PASSAGE Block Start

AMMAN — Experts have warned that factors contributing to increased child labour have intensified in Jordan due to the coronavirus pandemic throughout the past six months, according to a Jordan Labour Watch (JLW) statement released on Thursday.  
In a panel discussion held online, organised by the Phenix Centre for Economic Studies, the participants said that the economic and social conditions have shadowed the regulations and policies to combat child labour, which have not stopped the increase of number of working children in Jordan.
The panel discussion, held to consider a paper titled “Child Labour and the novel coronavirus crisis”, is part of a series of discussions focused on the virus and the labour market, held by the Phenix centre, in cooperation with the Friedrich Ebert Foundation, according to the statement.
According to 2016 statistics, there are around 70,000 child labourers in the market, 45,000 of whom work in risky professions, Director of the Phenix Centre for Economic Studies Ahmad Awad said, noting that there are no updated figures. 
Awad attributed the increase of child labour in the Kingdom to the regression in social justice indicators, which resulted in implementing economic policies that have not taken social repercussions into consideration, rather than focusing on liberating national economy, as well as, austerity fiscal policies.

PASSAGE Block End

=== QUESTIONS TO ANSWER ===
1: In the article on child labour in Jordan, how many of the roughly 70,000 child labourers work in risky professions?
2: List every organization named in the article on child labour in Jordan.

RECORD SET Block Start

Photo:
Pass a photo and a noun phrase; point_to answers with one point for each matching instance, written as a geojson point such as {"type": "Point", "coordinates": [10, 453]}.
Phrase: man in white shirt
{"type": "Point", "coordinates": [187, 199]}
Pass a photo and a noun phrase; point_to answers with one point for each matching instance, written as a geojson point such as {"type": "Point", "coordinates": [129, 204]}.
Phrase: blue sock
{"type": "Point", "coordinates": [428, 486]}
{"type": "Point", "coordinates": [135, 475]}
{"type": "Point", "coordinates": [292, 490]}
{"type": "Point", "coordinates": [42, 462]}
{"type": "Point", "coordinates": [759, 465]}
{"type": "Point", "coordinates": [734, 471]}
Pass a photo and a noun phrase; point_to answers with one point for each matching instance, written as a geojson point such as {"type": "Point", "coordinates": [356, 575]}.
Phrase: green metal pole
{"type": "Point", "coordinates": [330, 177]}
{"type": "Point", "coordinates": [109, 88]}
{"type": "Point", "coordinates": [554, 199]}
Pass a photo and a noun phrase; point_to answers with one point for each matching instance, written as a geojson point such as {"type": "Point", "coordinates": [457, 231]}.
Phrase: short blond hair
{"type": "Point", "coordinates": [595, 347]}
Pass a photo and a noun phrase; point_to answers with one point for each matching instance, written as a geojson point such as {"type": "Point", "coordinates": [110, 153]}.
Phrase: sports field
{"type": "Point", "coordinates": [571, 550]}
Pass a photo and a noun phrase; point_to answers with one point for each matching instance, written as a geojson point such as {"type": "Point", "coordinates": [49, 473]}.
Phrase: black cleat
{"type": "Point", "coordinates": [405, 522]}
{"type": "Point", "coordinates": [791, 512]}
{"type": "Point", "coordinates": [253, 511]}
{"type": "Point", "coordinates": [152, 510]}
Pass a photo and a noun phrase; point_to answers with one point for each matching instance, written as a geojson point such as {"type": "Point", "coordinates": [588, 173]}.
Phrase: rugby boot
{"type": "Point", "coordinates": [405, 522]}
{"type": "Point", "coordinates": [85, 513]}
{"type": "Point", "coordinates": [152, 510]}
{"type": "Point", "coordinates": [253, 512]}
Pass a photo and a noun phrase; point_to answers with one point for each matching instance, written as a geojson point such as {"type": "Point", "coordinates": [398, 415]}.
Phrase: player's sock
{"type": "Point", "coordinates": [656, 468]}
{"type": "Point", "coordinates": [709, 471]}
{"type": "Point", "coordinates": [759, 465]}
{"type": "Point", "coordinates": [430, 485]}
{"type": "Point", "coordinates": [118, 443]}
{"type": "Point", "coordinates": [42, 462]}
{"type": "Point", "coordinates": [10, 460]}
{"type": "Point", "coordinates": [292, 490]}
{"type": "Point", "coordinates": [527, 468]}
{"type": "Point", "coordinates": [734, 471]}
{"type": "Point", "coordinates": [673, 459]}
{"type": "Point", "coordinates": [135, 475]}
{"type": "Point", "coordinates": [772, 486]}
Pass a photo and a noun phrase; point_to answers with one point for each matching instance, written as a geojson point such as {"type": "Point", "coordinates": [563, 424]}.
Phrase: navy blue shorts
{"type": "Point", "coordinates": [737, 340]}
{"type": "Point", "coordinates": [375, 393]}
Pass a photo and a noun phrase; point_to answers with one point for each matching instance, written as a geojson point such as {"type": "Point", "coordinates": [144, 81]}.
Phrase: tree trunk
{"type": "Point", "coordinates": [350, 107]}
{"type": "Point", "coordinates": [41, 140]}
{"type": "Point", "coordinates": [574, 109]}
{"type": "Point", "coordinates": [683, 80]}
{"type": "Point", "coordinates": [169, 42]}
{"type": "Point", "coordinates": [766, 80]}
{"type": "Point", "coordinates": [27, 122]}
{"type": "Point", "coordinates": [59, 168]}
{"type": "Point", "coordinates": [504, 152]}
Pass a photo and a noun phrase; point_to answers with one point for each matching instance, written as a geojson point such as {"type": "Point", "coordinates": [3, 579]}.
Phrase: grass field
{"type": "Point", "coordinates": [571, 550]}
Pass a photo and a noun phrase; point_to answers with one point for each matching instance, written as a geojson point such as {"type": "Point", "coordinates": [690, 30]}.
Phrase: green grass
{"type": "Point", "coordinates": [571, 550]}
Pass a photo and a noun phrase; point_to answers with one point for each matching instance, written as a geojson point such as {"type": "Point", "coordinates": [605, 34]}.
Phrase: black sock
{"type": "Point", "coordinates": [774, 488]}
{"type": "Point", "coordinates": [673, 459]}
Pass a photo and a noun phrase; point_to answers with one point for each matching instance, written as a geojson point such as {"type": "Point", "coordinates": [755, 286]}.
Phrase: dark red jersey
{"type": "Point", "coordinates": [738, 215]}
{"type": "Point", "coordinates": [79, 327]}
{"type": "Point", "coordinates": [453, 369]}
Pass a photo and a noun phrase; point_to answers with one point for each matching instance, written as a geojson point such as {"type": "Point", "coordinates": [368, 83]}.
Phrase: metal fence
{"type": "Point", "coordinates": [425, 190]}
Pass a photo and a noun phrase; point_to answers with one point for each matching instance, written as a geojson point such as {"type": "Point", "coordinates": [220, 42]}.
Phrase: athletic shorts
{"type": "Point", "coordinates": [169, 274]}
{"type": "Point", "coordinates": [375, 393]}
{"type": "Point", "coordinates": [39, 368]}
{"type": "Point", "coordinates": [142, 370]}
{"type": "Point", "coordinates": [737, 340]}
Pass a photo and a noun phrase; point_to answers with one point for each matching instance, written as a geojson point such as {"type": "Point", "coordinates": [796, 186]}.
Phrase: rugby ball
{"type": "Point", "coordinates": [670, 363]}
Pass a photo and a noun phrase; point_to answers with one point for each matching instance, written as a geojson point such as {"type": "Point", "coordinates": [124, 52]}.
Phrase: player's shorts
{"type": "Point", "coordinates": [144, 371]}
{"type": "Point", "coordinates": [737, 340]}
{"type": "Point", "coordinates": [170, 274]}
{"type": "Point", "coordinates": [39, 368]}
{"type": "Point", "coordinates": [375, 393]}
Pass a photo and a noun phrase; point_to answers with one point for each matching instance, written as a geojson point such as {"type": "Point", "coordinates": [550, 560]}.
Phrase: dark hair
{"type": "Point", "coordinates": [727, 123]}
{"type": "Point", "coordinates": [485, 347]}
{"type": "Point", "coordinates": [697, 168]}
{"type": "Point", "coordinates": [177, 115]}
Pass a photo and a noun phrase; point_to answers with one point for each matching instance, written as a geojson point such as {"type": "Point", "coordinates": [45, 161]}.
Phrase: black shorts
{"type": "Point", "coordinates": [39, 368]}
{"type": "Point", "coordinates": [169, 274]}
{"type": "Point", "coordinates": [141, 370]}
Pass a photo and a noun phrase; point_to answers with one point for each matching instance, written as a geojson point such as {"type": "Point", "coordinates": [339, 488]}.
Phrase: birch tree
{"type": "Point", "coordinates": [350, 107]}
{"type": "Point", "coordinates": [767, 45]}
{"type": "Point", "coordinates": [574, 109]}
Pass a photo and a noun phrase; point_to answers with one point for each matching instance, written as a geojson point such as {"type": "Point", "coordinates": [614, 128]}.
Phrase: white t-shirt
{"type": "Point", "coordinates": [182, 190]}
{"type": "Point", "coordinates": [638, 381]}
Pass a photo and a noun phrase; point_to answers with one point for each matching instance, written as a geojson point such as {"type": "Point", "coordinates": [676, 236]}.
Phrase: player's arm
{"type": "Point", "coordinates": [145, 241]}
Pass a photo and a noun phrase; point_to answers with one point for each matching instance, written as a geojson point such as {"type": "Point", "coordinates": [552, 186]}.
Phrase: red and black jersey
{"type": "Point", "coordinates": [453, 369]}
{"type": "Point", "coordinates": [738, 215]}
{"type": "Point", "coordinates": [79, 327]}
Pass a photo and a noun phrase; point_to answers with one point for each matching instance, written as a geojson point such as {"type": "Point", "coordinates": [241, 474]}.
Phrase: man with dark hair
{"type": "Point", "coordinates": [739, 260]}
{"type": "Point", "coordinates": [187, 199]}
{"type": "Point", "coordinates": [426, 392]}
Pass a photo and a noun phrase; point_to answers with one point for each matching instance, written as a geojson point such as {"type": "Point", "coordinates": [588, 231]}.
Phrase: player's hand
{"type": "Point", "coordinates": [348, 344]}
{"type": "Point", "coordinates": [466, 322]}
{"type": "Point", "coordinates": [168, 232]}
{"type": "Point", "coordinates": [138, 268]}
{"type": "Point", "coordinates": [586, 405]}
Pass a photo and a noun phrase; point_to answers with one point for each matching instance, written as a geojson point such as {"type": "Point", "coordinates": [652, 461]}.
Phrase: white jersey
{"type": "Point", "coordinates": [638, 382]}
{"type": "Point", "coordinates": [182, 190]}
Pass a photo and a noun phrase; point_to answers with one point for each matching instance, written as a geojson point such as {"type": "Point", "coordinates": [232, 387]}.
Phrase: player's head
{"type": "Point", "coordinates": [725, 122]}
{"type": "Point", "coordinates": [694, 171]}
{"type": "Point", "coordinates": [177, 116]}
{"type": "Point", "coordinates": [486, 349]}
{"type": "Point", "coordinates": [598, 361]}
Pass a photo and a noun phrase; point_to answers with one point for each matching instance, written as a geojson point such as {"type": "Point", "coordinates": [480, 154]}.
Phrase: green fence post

RECORD SET Block End

=== SOLUTION LIST ===
1: 45,000

2:
Jordan Labour Watch (JLW)
Phenix Centre for Economic Studies
Friedrich Ebert Foundation